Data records
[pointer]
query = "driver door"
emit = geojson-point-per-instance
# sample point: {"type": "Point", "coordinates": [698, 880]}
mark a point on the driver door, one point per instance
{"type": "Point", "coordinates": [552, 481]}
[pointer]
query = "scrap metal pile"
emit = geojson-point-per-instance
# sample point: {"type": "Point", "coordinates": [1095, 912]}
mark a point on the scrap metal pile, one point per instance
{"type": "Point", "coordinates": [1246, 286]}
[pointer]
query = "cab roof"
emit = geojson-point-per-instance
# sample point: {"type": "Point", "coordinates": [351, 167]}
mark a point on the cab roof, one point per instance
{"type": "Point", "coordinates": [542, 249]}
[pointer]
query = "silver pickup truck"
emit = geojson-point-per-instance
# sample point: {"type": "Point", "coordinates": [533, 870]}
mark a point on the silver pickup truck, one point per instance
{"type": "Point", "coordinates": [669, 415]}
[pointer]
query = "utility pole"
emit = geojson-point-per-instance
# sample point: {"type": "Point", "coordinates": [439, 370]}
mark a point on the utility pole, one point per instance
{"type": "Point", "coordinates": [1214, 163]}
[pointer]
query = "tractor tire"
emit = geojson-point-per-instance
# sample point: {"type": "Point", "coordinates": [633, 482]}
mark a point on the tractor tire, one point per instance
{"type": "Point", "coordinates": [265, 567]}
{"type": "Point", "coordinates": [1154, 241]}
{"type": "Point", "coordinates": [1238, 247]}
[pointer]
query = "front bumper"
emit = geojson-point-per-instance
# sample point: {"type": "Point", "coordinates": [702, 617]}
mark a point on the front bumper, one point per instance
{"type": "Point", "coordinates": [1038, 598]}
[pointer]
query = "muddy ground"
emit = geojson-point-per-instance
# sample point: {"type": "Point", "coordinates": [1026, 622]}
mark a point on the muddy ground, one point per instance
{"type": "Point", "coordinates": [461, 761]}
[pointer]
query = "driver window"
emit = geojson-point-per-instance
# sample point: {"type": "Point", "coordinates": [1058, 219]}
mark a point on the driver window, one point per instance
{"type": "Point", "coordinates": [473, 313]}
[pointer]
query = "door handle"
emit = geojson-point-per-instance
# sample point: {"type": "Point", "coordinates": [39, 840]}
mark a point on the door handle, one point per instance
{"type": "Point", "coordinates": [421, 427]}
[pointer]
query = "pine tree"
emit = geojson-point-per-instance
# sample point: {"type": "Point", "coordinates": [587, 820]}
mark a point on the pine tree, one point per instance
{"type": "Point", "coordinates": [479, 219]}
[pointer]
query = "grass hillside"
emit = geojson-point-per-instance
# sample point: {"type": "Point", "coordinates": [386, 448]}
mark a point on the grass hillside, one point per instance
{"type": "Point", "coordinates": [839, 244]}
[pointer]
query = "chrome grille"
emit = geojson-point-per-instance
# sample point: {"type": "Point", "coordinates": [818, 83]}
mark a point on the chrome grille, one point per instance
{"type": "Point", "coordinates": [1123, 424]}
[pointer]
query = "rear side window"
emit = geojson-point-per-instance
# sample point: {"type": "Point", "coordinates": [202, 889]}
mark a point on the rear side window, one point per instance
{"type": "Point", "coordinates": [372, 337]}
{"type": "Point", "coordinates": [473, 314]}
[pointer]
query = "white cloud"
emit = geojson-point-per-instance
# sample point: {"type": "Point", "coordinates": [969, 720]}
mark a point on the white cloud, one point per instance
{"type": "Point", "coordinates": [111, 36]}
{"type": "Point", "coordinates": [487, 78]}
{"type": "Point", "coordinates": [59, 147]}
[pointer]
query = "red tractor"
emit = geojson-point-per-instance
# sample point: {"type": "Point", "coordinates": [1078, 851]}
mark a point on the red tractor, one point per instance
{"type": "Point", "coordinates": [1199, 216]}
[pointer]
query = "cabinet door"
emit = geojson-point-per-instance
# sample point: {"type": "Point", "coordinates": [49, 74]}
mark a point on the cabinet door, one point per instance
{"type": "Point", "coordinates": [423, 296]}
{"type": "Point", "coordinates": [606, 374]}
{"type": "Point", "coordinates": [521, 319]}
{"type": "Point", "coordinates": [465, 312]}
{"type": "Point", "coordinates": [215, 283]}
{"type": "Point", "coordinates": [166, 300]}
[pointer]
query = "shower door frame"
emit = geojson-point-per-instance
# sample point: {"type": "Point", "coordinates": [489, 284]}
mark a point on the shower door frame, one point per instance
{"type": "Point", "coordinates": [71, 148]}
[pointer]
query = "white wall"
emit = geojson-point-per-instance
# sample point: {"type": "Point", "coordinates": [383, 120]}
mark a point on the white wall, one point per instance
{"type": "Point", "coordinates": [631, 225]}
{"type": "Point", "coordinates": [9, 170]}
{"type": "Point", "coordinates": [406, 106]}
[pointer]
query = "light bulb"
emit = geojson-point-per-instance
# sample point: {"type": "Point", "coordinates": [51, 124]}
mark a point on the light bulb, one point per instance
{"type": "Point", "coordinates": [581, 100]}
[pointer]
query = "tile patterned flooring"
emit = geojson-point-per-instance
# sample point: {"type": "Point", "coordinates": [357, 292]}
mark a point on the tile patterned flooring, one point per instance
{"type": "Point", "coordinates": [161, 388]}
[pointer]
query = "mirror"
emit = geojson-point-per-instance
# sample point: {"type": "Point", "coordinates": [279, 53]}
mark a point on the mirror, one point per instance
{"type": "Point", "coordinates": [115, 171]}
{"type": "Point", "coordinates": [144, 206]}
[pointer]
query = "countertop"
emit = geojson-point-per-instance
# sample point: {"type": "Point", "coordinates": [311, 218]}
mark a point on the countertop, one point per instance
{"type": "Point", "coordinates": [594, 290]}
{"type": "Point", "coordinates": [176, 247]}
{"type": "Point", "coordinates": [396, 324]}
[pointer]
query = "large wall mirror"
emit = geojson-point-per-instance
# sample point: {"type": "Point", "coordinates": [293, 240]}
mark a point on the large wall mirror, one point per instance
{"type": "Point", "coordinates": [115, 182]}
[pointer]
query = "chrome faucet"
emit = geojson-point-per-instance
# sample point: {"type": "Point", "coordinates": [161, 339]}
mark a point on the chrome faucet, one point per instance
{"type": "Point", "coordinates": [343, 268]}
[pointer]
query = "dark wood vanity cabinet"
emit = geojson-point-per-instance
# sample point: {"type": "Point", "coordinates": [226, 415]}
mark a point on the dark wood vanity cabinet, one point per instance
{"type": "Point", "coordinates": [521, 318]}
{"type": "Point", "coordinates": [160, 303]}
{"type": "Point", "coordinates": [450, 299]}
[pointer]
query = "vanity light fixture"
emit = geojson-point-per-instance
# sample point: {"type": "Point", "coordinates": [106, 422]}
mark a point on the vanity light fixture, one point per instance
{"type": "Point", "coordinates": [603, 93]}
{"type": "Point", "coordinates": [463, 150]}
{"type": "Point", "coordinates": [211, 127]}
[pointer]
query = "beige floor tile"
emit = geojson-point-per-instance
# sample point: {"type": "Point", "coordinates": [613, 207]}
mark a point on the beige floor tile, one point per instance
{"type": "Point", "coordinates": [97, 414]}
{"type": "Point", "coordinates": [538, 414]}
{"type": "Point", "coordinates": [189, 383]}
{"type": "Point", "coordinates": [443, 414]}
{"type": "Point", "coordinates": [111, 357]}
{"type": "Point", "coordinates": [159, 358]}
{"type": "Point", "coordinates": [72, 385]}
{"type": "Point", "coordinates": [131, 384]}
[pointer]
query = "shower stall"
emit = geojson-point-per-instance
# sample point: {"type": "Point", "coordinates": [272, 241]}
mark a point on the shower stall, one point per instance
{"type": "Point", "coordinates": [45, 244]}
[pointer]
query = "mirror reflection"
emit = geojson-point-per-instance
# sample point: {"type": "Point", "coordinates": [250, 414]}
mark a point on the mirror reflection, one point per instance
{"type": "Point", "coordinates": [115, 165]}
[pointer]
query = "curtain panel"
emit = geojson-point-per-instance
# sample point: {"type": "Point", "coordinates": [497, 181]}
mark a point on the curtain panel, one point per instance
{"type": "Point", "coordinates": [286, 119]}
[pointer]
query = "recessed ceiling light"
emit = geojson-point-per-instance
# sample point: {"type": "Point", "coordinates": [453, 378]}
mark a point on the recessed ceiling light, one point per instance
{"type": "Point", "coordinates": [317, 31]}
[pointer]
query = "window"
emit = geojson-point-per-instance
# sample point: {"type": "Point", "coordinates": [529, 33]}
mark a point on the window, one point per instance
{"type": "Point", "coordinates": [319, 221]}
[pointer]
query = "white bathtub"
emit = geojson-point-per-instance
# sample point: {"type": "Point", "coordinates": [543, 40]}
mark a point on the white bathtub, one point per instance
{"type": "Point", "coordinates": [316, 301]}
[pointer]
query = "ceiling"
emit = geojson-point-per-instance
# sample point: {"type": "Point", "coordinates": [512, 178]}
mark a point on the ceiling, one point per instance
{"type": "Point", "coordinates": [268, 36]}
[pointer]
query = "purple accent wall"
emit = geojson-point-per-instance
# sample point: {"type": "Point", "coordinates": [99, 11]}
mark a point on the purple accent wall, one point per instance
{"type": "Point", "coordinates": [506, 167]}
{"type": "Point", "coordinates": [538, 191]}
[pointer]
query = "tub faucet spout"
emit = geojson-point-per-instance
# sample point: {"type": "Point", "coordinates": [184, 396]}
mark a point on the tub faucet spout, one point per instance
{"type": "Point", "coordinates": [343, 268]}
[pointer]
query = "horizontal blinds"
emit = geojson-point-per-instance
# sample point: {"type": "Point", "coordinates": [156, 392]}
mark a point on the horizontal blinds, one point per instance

What the exercise asks:
Count the lines in the entries above that contain the string "tree", treating case as significant. Give only the number.

Answer to this exercise:
2